Mit Kindern (und Jugendlichen) über „schreckliche Bilder“ sprechen
Es ist Krieg. An vielen Orten der Welt. Damit gehen meist Gräueltaten einher. Soziale Netzwerke sind auf bildlicher Ebene Verstärker dieser Taten. Eltern müssen da handeln.
Es lässt sich vermutlich gar nicht vermeiden. Jedes Kind und jeder Jugendliche, der ein Smartphone zur Hand hat, wird über grauenvolle Fotos, Videos und Bilder regelrecht stolpern. Die Diskussion, ab wann ein Kind oder ein Jugendlicher hier aktiv sein sollte, soll hier nicht geführt werden. Schließlich ist es ja denkbar, dass sie ein Freund oder eine Freundin auf einem anderen Smartphone darauf hinweist.
Die Fragestellung hier ist eine andere: Welche Rolle spielen Eltern? Was können sie tun?

Datensätze zum Zeigen
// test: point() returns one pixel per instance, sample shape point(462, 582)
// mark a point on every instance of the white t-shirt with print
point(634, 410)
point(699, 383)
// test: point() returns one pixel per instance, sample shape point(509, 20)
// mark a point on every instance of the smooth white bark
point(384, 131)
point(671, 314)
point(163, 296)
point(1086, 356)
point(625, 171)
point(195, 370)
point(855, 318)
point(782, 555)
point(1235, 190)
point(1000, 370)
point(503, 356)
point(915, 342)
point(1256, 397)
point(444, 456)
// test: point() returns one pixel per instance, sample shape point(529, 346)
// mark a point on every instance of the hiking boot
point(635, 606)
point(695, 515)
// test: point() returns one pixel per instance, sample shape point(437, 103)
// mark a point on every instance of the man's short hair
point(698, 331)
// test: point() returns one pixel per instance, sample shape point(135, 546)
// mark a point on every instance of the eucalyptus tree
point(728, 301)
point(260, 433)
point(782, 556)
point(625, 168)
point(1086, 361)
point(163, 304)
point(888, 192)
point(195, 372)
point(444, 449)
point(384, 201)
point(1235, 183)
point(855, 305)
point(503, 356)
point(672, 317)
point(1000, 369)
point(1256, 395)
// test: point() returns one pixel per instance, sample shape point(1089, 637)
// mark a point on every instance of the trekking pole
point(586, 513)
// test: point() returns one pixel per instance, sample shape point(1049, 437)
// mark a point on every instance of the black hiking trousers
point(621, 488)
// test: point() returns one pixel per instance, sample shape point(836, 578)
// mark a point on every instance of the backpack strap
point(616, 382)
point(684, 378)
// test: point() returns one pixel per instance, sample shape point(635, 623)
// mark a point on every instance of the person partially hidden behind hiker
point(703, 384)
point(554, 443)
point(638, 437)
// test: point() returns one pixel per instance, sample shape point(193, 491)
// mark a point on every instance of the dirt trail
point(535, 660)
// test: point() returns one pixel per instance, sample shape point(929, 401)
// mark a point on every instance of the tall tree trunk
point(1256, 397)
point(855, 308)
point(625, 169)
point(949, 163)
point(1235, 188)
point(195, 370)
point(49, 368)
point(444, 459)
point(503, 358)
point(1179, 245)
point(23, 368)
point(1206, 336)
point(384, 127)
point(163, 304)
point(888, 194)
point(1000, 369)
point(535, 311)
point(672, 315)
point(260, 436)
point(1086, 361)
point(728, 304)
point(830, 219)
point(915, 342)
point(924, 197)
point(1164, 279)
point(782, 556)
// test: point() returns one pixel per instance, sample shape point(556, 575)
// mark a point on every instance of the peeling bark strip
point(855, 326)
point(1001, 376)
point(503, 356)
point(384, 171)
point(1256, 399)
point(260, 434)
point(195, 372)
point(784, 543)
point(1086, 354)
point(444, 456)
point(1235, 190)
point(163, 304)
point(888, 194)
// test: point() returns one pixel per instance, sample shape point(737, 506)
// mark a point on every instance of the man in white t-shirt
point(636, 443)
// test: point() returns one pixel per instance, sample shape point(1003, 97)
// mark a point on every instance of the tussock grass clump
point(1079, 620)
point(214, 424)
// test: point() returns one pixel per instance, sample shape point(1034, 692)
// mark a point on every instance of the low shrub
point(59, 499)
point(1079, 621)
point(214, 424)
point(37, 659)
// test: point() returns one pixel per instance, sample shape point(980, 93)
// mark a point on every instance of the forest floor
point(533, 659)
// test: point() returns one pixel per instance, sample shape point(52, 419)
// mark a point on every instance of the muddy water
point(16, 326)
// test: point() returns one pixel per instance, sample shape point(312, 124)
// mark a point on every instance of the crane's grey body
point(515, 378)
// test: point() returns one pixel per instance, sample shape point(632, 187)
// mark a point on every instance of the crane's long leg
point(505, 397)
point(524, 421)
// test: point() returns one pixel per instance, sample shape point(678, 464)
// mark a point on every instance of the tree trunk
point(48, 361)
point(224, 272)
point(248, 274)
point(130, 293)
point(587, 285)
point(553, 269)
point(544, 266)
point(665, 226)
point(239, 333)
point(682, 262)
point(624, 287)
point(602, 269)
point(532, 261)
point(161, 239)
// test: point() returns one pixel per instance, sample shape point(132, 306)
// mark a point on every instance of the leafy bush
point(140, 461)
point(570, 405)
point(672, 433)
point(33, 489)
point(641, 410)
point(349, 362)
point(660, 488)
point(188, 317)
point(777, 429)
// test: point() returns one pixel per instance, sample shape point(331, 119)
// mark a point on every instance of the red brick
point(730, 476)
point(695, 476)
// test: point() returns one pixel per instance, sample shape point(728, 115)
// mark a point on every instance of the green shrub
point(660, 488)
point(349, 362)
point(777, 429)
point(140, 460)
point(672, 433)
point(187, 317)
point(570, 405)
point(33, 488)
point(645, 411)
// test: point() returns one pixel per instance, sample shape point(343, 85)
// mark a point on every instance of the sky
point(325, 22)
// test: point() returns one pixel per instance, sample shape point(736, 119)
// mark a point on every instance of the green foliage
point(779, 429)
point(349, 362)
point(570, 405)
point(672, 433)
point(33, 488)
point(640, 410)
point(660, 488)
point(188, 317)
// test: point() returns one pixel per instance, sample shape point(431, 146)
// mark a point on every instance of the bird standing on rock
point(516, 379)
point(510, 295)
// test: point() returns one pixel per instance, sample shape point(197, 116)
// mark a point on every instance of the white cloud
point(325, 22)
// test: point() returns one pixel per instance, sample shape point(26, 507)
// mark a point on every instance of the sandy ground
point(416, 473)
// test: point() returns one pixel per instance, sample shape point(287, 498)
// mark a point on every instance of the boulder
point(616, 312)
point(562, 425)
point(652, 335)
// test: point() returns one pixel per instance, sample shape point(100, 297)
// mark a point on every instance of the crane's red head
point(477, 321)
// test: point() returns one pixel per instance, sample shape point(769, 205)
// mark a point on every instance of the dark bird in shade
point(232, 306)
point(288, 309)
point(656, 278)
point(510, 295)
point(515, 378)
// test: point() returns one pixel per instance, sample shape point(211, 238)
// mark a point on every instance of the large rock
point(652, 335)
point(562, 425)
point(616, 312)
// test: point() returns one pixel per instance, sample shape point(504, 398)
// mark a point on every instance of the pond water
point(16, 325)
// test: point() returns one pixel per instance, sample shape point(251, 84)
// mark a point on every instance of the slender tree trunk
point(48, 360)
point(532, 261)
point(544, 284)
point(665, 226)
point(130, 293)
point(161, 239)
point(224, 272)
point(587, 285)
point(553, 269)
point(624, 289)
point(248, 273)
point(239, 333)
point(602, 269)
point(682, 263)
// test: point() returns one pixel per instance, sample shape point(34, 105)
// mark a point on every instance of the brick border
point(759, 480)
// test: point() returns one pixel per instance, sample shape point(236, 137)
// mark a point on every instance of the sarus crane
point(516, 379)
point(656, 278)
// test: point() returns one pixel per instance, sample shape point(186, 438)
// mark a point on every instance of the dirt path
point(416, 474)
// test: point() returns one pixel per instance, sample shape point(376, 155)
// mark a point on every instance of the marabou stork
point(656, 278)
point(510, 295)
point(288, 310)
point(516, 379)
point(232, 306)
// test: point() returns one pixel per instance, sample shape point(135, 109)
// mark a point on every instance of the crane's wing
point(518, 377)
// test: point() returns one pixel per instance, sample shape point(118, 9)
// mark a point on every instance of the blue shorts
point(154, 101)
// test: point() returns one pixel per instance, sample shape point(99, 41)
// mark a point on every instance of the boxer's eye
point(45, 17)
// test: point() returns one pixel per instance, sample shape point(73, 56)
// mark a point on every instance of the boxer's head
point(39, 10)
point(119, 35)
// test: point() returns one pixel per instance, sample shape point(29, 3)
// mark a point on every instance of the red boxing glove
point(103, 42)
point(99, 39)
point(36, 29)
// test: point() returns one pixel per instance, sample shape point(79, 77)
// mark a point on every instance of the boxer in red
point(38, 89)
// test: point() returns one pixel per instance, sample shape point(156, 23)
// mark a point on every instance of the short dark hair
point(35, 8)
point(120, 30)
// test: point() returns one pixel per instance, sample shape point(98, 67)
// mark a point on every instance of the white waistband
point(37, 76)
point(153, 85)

AUFGABENBESCHREIBUNG: Schreiben Sie aus dem Text über schreckliche Bilder den Abschnitt ab, der bei „Mit Kindern (und“ beginnt und bei „Smartphone darauf hinweist.“ endet. Das Material wird hier nicht benötigt.

AUSGABE:
Mit Kindern (und Jugendlichen) über „schreckliche Bilder“ sprechen
Es ist Krieg. An vielen Orten der Welt. Damit gehen meist Gräueltaten einher. Soziale Netzwerke sind auf bildlicher Ebene Verstärker dieser Taten. Eltern müssen da handeln.
Es lässt sich vermutlich gar nicht vermeiden. Jedes Kind und jeder Jugendliche, der ein Smartphone zur Hand hat, wird über grauenvolle Fotos, Videos und Bilder regelrecht stolpern. Die Diskussion, ab wann ein Kind oder ein Jugendlicher hier aktiv sein sollte, soll hier nicht geführt werden. Schließlich ist es ja denkbar, dass sie ein Freund oder eine Freundin auf einem anderen Smartphone darauf hinweist.